START Extract provided
GHL-Net for imaging modality

The proposed global-hybrid-local network (GHL-Net), which contains three branches: global branch, hybrid branch, and local branch, is illustrated in Fig. 3. Global and local branches are architecturally consistent and handle global slices and local patches, respectively. Specifically, both branches go through one shallow module and four deep modules. The block numbers of each module are 3, 3, 4, 6, and 3, which is consistent with ResNet-50 [25]. Each module is connected through an average pooling layer. The blocks in the shallow module are called CBR blocks, which consist of `a $3 \times 3$ convolutional layer, a batch normalization (BN) layer, and a ReLu activation layer'. In the deep module, the multi-scale spatial and channel extraction and attention (MSscEA) block is proposed to address the large intra-class and small inter-class difference problems as well as the features with varying locations and sizes [26–29]. The detailed structure of the MSscEA block is shown in Fig. S2(A). After passing a $1 \times 1$ convolutional layer, a BN layer, and a ReLu activation layer, the feature map $S^{H \times W \times C / 4}$ enters a multi-scale-feature-extraction layer, where the feature map is evenly divided into four subsets ${S_{i}}^{H \times W \times C / 4}$ and placed in four sub-branches $b_{i}$ where $i \in {1,4}$ . The inputs of the last two sub-branches are the summation of $s_{j}$ and the output of $b_{j - 1}$ where $j \in {3,4}$ . And all sub-features go through a $3 \times 3$ convolutional layer except $s_{1}$ . In this way, the merged output feature $s_{MSB}$ of the four sub-branches can be expressed as follows:

s_{MSB} = s_{1} + {conv}_{3} (s_{2}) + {conv}_{3} (s_{3} + {conv}_{3} (s_{2})) + {conv}_{3} (s_{4} + {conv}_{3} (s_{3} + {conv}_{3} (s_{2})))

where sub-feature map $s_{1}$ can be treated as the original feature. The remaining sub-feature maps all have a larger receptive field than $s_{1}$ . Due to the combinatorial explosion effect, the output features $s_{MSB}$ will contain features of multiple receptive field sizes after combining the four sub-branches. The multi-scale features are then imported to the concurrent spatial and channel attention block, where the features are split into three after a dilated convolutional layer and a BN layer. The spatial extraction and attention (sEA) blocks, shown in Fig. S2(B), are strategically positioned post-max-pooling, with stride values adaptively configured for distinct sub-feature hierarchies. Unlike conventional sE blocks [27], our architecture implements dual-channel processing to explicitly segregate and weight key anatomical regions from background, enhancing discriminative feature learning through a foreground channel emphasizing tumor-associated patterns and a suppression channel attenuating irrelevant anatomical noise. Two learning parameters $T_{a}$ and $α$ are used as threshold and ratio to control the proportion of two features, with the expression shown as follows:

F_{o} = {conv}_{3} (α (F_{i} \times R_{k}) + (1 - α) (F_{i} \times R_{b}))
END Extract provided
START Listed records
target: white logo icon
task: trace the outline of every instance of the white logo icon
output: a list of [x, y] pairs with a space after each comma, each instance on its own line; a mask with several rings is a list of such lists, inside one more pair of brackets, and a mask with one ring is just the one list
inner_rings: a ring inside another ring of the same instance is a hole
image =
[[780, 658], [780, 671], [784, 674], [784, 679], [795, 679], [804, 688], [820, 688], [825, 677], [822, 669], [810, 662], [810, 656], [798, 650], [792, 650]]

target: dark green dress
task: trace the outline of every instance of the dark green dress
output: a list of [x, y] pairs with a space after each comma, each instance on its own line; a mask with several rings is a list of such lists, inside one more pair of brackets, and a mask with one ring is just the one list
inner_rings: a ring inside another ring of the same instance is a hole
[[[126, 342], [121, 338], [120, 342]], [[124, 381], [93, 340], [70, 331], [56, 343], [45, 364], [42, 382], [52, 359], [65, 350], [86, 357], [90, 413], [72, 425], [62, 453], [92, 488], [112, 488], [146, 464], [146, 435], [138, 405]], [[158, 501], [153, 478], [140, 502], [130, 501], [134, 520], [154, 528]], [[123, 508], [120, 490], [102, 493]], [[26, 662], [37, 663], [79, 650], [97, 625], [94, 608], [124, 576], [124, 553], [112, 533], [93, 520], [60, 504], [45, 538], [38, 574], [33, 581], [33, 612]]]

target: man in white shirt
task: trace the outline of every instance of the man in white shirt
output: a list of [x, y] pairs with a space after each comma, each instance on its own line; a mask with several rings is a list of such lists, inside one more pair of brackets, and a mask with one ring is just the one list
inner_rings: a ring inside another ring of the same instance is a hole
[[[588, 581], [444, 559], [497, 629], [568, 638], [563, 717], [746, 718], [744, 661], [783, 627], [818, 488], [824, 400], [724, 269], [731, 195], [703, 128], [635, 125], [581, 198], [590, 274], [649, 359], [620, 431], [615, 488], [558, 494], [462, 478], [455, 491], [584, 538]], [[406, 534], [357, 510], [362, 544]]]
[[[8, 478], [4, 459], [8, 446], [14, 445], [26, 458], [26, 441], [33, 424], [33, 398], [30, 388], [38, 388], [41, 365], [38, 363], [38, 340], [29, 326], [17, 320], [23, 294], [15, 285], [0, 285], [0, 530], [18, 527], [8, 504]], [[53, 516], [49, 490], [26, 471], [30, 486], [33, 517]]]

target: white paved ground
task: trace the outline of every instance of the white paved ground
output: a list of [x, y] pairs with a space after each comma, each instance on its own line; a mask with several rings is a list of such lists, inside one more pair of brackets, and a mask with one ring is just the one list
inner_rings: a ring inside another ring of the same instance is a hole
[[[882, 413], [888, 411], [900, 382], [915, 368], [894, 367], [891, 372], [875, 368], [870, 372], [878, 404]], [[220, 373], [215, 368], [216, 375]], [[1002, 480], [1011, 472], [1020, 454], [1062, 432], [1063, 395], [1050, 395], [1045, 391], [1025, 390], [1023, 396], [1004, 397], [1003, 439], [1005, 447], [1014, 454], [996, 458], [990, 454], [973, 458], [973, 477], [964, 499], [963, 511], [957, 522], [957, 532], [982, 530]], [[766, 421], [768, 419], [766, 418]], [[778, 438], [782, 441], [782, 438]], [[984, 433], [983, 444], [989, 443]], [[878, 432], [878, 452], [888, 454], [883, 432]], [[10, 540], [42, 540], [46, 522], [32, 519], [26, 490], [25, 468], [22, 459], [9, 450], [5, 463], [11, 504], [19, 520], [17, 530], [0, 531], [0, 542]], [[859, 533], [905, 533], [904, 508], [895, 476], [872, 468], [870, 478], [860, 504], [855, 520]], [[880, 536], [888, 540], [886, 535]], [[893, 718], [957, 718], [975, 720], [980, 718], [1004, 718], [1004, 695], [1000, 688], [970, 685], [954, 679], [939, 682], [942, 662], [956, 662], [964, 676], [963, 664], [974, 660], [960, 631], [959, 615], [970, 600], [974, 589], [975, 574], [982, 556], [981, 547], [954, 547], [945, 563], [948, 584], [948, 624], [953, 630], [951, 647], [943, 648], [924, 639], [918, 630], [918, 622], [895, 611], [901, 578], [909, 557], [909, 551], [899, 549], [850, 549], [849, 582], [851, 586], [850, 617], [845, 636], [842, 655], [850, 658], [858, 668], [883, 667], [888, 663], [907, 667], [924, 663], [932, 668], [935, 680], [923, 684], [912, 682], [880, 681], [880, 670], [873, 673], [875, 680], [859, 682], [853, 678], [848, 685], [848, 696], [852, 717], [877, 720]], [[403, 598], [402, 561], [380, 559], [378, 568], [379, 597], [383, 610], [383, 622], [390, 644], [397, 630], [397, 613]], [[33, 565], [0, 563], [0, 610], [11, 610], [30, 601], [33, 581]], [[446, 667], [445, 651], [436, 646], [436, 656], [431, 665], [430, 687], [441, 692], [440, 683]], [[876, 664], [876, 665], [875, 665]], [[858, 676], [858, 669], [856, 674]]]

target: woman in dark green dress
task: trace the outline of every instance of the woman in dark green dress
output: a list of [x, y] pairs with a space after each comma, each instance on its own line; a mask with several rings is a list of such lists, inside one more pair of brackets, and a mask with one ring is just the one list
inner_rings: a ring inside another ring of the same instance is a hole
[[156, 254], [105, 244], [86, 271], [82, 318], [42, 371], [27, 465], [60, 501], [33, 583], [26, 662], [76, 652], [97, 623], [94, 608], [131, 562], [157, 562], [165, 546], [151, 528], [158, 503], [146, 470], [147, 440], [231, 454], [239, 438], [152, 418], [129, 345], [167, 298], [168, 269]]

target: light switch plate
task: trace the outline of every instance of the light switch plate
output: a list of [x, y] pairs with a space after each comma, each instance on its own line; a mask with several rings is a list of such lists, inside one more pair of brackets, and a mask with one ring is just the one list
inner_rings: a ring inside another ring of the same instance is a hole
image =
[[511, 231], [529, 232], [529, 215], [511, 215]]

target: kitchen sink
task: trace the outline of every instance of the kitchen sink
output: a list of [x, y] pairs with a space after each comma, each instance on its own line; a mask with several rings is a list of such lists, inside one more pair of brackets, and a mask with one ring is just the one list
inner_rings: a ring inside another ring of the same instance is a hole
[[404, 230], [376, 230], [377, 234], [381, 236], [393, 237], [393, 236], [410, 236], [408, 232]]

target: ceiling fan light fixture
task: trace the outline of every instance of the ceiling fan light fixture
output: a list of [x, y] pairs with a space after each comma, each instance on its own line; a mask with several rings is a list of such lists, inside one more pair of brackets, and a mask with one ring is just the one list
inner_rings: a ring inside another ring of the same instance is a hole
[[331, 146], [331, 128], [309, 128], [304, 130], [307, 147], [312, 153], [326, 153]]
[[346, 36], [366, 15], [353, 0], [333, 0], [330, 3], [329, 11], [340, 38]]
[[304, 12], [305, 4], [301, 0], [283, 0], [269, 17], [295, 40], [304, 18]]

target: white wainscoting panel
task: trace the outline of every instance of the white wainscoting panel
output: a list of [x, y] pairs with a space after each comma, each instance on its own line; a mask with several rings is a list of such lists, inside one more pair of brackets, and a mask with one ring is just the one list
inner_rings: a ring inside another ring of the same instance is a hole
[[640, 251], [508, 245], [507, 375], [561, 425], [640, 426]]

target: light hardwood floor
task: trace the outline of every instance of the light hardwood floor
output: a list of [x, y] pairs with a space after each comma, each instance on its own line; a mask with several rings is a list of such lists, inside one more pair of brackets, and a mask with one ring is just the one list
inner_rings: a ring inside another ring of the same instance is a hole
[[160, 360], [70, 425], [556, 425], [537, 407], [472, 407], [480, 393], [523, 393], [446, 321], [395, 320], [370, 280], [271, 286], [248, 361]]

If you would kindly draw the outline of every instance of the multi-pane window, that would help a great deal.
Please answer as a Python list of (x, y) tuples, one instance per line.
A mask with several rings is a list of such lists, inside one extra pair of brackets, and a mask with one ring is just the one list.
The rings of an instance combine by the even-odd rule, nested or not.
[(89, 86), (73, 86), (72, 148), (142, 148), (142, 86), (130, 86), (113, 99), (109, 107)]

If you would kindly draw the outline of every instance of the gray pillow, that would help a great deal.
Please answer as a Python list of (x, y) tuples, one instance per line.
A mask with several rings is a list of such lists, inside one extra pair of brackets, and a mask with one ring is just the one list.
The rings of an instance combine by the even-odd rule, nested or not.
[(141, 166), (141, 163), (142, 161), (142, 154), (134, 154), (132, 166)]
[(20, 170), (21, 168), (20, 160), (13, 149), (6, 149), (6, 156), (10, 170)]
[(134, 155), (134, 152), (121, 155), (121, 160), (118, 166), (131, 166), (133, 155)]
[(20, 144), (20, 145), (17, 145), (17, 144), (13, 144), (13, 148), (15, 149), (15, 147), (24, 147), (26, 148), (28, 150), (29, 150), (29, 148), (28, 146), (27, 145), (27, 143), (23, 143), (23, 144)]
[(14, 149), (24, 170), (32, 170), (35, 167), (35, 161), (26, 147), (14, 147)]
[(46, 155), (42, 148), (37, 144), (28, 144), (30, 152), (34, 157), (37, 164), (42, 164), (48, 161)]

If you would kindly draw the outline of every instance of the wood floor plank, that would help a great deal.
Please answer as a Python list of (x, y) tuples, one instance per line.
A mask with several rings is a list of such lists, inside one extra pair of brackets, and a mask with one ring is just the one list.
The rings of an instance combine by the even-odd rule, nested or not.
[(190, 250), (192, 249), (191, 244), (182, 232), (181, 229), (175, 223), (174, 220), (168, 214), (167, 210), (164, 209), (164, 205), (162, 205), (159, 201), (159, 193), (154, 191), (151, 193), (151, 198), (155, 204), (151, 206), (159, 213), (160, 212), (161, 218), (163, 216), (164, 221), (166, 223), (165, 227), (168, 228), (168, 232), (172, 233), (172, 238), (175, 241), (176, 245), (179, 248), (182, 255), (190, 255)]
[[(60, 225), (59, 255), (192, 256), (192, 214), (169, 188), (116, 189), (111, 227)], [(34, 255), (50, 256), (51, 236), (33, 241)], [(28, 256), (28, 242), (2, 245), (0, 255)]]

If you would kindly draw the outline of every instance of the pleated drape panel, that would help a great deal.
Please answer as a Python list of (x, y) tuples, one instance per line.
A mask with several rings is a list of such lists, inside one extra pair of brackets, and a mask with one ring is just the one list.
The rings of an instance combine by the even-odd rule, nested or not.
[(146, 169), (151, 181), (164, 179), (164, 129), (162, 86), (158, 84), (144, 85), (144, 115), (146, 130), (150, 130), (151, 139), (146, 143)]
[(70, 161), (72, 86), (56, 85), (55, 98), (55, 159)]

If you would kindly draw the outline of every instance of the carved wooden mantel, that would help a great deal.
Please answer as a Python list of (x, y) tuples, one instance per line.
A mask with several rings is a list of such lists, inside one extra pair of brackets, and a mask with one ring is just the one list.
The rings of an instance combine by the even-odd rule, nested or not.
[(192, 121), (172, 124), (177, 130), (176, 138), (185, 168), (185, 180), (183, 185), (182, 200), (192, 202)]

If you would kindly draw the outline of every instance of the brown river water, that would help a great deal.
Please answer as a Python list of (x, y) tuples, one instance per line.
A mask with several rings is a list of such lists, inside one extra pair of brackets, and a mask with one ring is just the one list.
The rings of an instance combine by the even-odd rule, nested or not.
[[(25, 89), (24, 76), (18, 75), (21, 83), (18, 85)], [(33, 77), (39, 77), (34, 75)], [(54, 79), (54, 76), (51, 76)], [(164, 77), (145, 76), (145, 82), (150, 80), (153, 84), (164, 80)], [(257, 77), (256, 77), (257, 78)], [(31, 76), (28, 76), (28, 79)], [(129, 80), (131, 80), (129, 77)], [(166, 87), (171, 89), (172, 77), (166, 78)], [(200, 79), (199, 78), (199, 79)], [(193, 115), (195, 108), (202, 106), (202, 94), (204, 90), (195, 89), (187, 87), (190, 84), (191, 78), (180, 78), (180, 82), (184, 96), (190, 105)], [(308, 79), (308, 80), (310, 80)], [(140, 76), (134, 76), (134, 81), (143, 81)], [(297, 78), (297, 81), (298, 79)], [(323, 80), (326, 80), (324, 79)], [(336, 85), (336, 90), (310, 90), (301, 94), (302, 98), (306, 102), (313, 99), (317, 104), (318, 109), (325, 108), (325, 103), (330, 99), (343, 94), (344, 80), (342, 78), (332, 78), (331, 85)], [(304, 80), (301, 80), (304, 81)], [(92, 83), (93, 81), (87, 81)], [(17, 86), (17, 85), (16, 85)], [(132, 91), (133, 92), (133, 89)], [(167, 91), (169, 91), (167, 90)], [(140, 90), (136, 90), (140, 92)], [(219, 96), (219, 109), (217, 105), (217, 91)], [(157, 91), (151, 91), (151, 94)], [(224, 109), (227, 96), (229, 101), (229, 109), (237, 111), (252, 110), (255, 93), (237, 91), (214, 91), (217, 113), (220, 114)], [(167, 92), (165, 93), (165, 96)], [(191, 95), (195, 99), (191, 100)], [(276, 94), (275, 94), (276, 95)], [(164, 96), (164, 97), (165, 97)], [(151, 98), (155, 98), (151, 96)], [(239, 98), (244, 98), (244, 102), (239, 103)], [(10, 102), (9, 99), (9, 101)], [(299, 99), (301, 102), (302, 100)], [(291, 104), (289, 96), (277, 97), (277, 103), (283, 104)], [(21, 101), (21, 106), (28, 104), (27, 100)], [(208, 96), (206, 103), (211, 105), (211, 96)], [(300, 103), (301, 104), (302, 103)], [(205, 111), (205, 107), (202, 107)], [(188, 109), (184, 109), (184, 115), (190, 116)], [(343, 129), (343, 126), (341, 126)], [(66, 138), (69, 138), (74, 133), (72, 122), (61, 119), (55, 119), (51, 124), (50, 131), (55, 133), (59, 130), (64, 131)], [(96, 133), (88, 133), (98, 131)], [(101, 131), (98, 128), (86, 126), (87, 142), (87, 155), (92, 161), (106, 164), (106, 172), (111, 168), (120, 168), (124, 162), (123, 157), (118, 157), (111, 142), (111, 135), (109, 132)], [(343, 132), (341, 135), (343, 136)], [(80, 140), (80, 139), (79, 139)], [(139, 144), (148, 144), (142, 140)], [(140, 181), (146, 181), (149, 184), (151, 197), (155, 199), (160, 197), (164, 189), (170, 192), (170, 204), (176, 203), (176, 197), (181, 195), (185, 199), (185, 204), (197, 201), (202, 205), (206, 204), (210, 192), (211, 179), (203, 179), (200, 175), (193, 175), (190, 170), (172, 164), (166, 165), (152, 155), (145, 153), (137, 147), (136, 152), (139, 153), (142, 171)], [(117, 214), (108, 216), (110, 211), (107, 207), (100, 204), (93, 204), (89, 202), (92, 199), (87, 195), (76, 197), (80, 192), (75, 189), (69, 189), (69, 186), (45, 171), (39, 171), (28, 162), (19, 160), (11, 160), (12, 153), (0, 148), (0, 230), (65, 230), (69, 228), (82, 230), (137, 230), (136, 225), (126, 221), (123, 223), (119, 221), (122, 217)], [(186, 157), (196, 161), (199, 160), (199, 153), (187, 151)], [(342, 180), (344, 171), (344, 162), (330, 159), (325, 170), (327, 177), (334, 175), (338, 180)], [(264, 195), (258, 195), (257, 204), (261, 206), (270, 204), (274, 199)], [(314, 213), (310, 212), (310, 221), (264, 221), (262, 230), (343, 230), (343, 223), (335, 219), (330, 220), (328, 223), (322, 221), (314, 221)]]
END Listed records
_Your objective_
According to the GHL-Net text, what connects each module in the global and local branches? These data come from a different source than the text.

_Solution to the problem_
An average pooling layer.